── EXTRAIT DU DOCUMENT ──

La Haute-Ashuapmushuan

     Jeudi, on rencontre nos guides, Mikael et Fabien, qui nous accompagneront toute la journée sur la Haute-Ashuapmushuan en embarcation de type « Freighter ». On est littéralement traité comme des Reines. On arrive sur la première fosse où les guides sont étonnés de voir comment la rivière a monté depuis les deux derniers jours. Puisque l'eau haute entraîne souvent une dispersion des poissons, on tente une autre technique afin de couvrir le maximum de surface. On laisse dérouler nos soies à l'arrière du bateau et le mouvement des mouches est dirigé grâce à la vitesse du moteur. Au bout de nos soies, on attache un streamer imitation d'éperlan d'environ deux pouces.

Sabrina s’exécute au lancer Spey sur la Haute-Ashuapmushuan…
Sabrina s’exécute au lancer Spey sur la Haute-Ashuapmushuan…
…et le résultat est de toute beauté !

     Tout comme les saumons atlantique, les ouananiches cessent de se nourrir en rivière lors de la fraie. Toutefois, elles semblent conserver leur instinct de chasseuse. Leur alimentation dans le Lac-Saint-Jean est composée à 90% d'éperlans arc-en-ciel (Osmerus mordax). L'abondance de cet éperlan est imputable à l'abondance du saumon d'eau douce. Toutes deux suivent un cycle des populations directement relié; plus il y a d'éperlans (proies), plus il y aura des ouananiches (prédateurs). C'est pourquoi plusieurs efforts ont été mis afin d'améliorer les frayères à éperlan. De plus, la CLAP tente d'éviter une chute drastique des éperlans, causée par une surpopulation de ouananiche, en contrôlant le nombre de prises par jour. Cette année, sur la rivière Ashuapmushuan, le nombre de captures maximales est de quatre, avec possibilité de conserver deux ouananiches, alors que celui de la rivière Métabetchouane est de trois, avec possibilité d'en conserver deux. Puisque la population de ouananiche cette année est élevée, la conservation des prises est même suggérée.

───

EXERCICES ÉCRITS
a. Selon l'extrait sur la Haute-Ashuapmushuan, quelle part de l'alimentation des ouananiches dans le Lac-Saint-Jean les éperlans arc-en-ciel représentent-ils ?
b. Dans l'extrait sur la Haute-Ashuapmushuan, recopiez le passage allant de « Jeudi, on rencontre » jusqu'à « d'environ deux pouces. » inclus, en substituant « première cuvette » à « première fosse ».
c. Prolongez l'extrait sur la Haute-Ashuapmushuan en rédigeant ce qui vient après sa dernière phrase.

── DONNÉES PRÉSENTÉES ──

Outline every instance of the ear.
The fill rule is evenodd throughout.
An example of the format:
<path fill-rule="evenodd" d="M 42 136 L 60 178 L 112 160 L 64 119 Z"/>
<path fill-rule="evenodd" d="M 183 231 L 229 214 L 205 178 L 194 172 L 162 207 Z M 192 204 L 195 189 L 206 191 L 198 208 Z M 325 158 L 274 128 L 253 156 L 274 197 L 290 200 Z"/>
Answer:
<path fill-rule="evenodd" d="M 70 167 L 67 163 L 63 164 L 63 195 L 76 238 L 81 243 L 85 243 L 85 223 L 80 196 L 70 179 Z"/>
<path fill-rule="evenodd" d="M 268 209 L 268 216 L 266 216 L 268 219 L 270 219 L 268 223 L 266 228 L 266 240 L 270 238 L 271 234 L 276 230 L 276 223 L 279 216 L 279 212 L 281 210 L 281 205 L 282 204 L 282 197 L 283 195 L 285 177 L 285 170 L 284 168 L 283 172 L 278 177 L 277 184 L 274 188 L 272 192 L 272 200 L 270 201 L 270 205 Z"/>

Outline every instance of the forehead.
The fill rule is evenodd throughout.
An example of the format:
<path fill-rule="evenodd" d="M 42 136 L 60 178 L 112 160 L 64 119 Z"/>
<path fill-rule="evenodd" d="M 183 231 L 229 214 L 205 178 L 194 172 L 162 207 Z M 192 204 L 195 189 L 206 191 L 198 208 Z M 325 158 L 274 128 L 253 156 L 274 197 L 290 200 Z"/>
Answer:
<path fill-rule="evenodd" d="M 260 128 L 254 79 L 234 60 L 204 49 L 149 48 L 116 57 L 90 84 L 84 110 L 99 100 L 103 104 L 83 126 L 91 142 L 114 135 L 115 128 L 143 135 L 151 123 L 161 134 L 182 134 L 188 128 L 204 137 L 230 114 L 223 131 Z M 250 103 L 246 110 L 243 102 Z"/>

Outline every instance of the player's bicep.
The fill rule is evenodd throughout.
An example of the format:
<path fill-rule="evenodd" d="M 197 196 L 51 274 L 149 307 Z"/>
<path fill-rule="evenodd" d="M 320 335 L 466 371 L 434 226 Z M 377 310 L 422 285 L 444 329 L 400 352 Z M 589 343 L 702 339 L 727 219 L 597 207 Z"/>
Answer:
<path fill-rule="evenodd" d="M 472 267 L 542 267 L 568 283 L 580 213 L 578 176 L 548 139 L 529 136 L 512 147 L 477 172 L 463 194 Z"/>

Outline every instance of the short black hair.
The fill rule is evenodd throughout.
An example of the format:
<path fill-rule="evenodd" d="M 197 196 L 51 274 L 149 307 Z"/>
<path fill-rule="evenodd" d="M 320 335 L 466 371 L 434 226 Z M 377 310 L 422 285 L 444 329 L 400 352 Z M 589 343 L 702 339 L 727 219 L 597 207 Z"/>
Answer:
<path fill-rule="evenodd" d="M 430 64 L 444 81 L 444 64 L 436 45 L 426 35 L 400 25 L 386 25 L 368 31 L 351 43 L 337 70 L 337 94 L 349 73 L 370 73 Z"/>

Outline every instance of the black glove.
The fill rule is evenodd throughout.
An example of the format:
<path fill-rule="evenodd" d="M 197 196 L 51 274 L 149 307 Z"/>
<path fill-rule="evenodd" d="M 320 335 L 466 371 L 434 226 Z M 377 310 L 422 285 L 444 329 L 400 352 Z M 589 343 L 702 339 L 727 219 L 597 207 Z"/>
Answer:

───

CORRIGÉ DES EXERCICES
a. 90 %

b.
Jeudi, on rencontre nos guides, Mikael et Fabien, qui nous accompagneront toute la journée sur la Haute-Ashuapmushuan en embarcation de type « Freighter ». On est littéralement traité comme des Reines. On arrive sur la première cuvette où les guides sont étonnés de voir comment la rivière a monté depuis les deux derniers jours. Puisque l'eau haute entraîne souvent une dispersion des poissons, on tente une autre technique afin de couvrir le maximum de surface. On laisse dérouler nos soies à l'arrière du bateau et le mouvement des mouches est dirigé grâce à la vitesse du moteur. Au bout de nos soies, on attache un streamer imitation d'éperlan d'environ deux pouces.

c.
     Après un copieux repas «de Reines» préparé par nos guides (normalement les clients amènent leurs lunchs), Mikael nous propose de faire quelques lancers là où le ruisseau «Petite saumon» se jette dans la rivière. Au deuxième lancer, un beau mâle s'accroche au streamer de Joannie, et s'ensuit d'un combat épique et de sauts acrobatiques. On passe une superbe journée! Mikael n'arrête pas de nous dire comment il aurait aimé que le niveau de la rivière soit «normal». Il explique que la pêche aurait été plus agréable à gué. Une chose est sûr, c'est que nous n'hésiterons pas d'y retourner avec un débit de rivière plus «normal» !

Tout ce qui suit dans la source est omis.